**Extracted material**
+---+

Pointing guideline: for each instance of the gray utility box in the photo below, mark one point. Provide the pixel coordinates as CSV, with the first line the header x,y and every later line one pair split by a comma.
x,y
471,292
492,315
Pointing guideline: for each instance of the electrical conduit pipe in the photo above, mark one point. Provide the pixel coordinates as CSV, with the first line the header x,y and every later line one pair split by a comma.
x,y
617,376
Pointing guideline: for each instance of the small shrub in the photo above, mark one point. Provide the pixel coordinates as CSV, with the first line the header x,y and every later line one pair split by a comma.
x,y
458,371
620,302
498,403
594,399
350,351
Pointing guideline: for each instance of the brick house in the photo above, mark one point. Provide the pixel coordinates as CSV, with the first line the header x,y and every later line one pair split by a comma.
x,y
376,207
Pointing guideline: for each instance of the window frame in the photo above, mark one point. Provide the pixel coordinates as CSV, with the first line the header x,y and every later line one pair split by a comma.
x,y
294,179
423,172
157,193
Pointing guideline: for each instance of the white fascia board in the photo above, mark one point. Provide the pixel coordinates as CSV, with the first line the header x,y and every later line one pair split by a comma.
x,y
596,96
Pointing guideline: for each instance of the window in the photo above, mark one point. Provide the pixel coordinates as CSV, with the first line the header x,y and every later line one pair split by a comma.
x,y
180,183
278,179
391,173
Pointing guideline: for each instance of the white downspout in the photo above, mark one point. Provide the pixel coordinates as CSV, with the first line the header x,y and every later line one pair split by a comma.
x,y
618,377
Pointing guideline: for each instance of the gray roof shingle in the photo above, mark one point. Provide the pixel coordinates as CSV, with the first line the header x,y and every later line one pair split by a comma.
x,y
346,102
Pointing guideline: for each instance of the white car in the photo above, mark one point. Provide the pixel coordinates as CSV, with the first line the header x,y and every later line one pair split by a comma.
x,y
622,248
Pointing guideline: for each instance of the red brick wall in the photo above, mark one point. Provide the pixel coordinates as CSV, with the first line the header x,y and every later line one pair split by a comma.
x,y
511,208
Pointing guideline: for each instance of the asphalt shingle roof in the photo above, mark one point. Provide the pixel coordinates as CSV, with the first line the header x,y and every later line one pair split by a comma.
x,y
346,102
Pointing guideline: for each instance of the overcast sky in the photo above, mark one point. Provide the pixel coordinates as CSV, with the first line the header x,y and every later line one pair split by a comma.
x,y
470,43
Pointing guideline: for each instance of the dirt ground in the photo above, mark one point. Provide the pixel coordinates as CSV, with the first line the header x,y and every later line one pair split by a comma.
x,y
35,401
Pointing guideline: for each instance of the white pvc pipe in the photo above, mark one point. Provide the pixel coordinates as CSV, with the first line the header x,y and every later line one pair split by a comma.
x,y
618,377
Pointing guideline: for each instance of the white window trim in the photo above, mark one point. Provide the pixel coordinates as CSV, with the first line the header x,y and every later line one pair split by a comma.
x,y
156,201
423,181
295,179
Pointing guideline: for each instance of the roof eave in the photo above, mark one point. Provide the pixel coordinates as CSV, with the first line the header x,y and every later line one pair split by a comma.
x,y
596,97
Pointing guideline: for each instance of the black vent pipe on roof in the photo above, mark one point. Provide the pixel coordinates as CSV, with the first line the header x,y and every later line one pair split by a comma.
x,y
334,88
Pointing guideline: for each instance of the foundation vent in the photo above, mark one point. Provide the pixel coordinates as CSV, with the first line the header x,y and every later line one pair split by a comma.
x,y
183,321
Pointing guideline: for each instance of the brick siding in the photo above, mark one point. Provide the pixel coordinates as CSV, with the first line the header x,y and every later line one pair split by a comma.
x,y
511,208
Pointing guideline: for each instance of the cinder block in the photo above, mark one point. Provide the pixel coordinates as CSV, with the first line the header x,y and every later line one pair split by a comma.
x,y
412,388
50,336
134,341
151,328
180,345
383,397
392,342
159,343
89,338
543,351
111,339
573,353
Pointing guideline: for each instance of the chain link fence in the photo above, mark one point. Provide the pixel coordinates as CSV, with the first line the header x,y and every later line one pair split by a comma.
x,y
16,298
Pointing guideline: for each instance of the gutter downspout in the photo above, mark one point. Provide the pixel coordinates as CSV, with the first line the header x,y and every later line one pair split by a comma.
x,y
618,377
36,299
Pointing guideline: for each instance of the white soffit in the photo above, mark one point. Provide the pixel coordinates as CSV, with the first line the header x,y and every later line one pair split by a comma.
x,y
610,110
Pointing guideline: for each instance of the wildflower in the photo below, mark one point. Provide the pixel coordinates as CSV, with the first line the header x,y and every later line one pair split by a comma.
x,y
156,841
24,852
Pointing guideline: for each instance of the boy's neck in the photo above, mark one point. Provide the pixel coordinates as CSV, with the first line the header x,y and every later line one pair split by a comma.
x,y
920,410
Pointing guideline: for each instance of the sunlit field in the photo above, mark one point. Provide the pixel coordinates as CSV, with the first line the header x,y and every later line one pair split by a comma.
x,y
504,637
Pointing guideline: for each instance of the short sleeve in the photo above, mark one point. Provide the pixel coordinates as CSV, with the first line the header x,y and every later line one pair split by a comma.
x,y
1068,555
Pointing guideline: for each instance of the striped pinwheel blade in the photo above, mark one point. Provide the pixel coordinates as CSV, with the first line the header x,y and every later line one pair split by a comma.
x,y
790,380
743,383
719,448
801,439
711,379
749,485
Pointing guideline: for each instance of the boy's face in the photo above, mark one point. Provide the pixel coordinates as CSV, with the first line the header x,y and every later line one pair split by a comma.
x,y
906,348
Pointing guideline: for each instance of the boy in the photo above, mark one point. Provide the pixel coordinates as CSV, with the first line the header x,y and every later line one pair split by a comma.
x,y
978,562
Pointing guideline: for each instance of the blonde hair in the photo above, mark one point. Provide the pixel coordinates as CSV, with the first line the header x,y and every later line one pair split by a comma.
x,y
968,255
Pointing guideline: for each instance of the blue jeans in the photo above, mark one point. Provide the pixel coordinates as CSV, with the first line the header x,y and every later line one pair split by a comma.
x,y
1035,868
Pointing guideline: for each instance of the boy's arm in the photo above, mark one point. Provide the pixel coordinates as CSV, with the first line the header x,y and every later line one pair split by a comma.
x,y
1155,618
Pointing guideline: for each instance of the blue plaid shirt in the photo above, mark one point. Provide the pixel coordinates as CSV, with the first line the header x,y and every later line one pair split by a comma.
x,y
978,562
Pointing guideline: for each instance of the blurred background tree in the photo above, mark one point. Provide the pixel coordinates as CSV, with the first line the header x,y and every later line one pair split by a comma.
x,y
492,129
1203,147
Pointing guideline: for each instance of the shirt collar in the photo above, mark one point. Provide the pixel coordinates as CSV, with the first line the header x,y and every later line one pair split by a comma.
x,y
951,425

+---+

**What to produce**
Print all of the data exactly as it was given.

**Answer for this exercise**
Pointing guideline: for each instance of the gray utility box in the photo below, mark one point. Provide the pixel coordinates as CSV, with the first line the header x,y and every later line one pair split by a comma.
x,y
471,292
492,315
Pointing guideline: for each instance of the electrical conduit pipe in the photo above, mark one point. Provide the pixel coordinates as CSV, with the first line the header x,y and every later line one pair split by a comma.
x,y
617,376
Pointing guideline: for each instance of the small shrub in the photo above, mark one point. Provide the pixel coordinates as CSV, with the first line the header x,y and every later line one pair split by a comma.
x,y
458,371
620,302
498,403
594,399
350,351
Pointing guideline: for each instance of the brick house in the photo above, mark one point. Provide the pixel coordinates as CSV, with the first line the header x,y and every later line one pair split by a comma.
x,y
376,207
Pointing guideline: for each instance of the window frame in the photo above, mark one point. Provide the pixel coordinates as CSV, with the first line the header x,y and every later line one pair split by a comma.
x,y
294,179
423,172
157,193
Pointing guideline: for each instance of the white fascia board in the photo above, mark one point. Provide the pixel coordinates as CSV, with the first line the header x,y and every later line one pair split by a comma.
x,y
596,96
Pointing guideline: for each instance of the window in the photo above, mark one point. Provide the pixel coordinates as CSV, with the first line the header x,y and every later line one pair split by a comma.
x,y
180,183
278,179
391,173
Pointing guideline: for each instance of the white downspout in the photo above, mark one point. Provide the pixel coordinates as CSV, with the first line the header x,y and every later line one pair split by a comma.
x,y
618,377
Pointing guideline: for each instance of the gray roof shingle in the photo above, mark one point. Provide the pixel coordinates as CSV, with the first line the header x,y and every later line one pair split by a comma.
x,y
346,102
Pointing guideline: for each instance of the white car in the photo above, mark one point. Provide the pixel coordinates as CSV, with the first line the header x,y and every later line one pair split by a comma.
x,y
622,248
Pointing guideline: for each instance of the red brick wall in the photo above, mark one point. Provide the pixel coordinates as CSV, with the first line the header x,y and every later line one pair split by a comma.
x,y
511,208
Pointing guideline: for each instance of the asphalt shingle roof in the photo above, mark one point. Provide the pixel coordinates as CSV, with the first line the header x,y and every later line one pair split by a comma.
x,y
346,102
Pointing guideline: for each instance of the overcast sky in the photo above, mark one point. Provide the pixel coordinates as CSV, with the first line the header x,y and every later line one pair split by a comma.
x,y
470,43
Pointing guideline: for each instance of the dirt ground in the photo above, mark one point. Provide the pixel coordinates as CSV, with the first line the header x,y and every later line one pair split by a comma.
x,y
35,401
Pointing guideline: for each instance of the white pvc pipe in the photo above, mark one point. Provide the pixel coordinates as CSV, with the first line the header x,y and every later line one pair split by a comma.
x,y
618,377
Pointing guideline: for each instance of the white window trim in the photo above, mark one point. Provide the pixel coordinates as CSV, with the first line the header x,y and every later line one pair split by a comma.
x,y
156,201
423,181
295,179
Pointing guideline: for each instance of the roof eave in the photo above, mark one point. Provide the pixel coordinates as CSV, with the first line the header x,y and every later line one pair split by a comma.
x,y
596,97
Pointing guideline: for each instance of the black vent pipe on roof in the photo above, mark one point. Provide the pixel coordinates as CSV, with the first line the header x,y and every later line one pair split by a comma.
x,y
334,88
Pointing guideline: for each instance of the foundation vent in the photo above, mark one point. Provide the pixel coordinates as CSV, with the first line the header x,y and every later line one pair split by a comma.
x,y
183,321
Pointing guideline: for each instance of the brick siding in the photo above, mark one point. Provide the pixel coordinates as CSV, with the first line the header x,y and every later line one pair split by a comma.
x,y
511,208
Pointing guideline: for each instance of the cinder block in the photo above, mark one point. Provide the pixel coordinates as CSV, with the first line the header x,y and every later line one pair split by a comma.
x,y
412,388
50,336
134,341
151,328
180,345
383,397
392,342
159,343
89,338
543,351
111,339
573,353
Pointing guideline: for each instance of the chain link fence in the photo above, mark one point. Provide the pixel coordinates as CSV, with the first line the header x,y and every later line one pair split by a comma.
x,y
16,298
Pointing guideline: for each instance of the gutter downspout in the photo above, mark one point. Provide the pixel coordinates as CSV, with the first line the header x,y and every later line one pair split by a comma.
x,y
618,377
36,299
Pointing guideline: for each instance of the white soffit in the photo above, mark one point. Provide the pixel coordinates as CSV, with the first line the header x,y and every later line one pair split by a comma.
x,y
610,110
Pointing guideline: for each instance of the wildflower in the photo below, mark one point. Provide the pixel coordinates as CSV, with the first line the header x,y and every later line one pair split by a comma.
x,y
156,841
24,852
Pointing guideline: for each instance of the boy's neck in the photo above, mark one point. Provide the pixel coordinates as CSV, with the first line the header x,y and every later line one pair split by a comma.
x,y
920,410
Pointing guideline: for each instance of the sunlit field in the photo above, mark one point. Provide the pixel coordinates as CSV, with the first line the header x,y and every later line one pair split by a comma.
x,y
504,637
Pointing guideline: for each instance of the short sleeve in the photo above, mark one point. Provide the pixel coordinates as CSV, with the first line the header x,y and every later line one pair split by a comma.
x,y
1068,555
Pointing guideline: for each instance of the striped pinwheel blade in the photo above, mark one point. Provide the pixel coordinates as CSV, with the first line the header x,y and every later line one pair split by a comma.
x,y
790,380
743,383
719,448
801,439
711,379
749,485
Pointing guideline: for each instance of the boy's face in the photo above, mark one point. Provide the pixel coordinates as CSV, with the first line the header x,y and every later line one pair split by a comma.
x,y
906,348
Pointing guideline: for each instance of the boy in the photo above, mark one point. Provide the pixel coordinates as CSV, with the first line the header x,y and every later line one pair split by a comma.
x,y
978,562
Pointing guideline: for each instance of the blonde hair in the photo above, mark one point. Provide the pixel coordinates as CSV, with the first line the header x,y and every later line one pair split by a comma.
x,y
968,255
Pointing guideline: for each instance of the blue jeans in the photo above, mark one point. Provide the pixel coordinates as CSV, with the first line the header x,y and every later line one pair split by a comma.
x,y
1035,868
Pointing guideline: for each instance of the boy's arm in the photo above, mark one point. Provide the pixel coordinates as CSV, with the first line the header x,y and every later line one pair split by a comma.
x,y
1155,618
Pointing guideline: for each instance of the blue plaid shirt in the photo above, mark one point. Provide the pixel coordinates as CSV, with the first line the header x,y and every later line one pair split by a comma.
x,y
978,562
Pointing guideline: for each instance of the blurred background tree in the photo above, mark one point. Provide the pixel coordinates as CSV, with the first line the header x,y and every later line one pair split by a comma.
x,y
492,129
1203,147
Pointing guideline: for each instance of the shirt collar in the photo above, mark one point. Provide the pixel coordinates as CSV, with the first line the header x,y and every later line one pair split by a comma.
x,y
951,425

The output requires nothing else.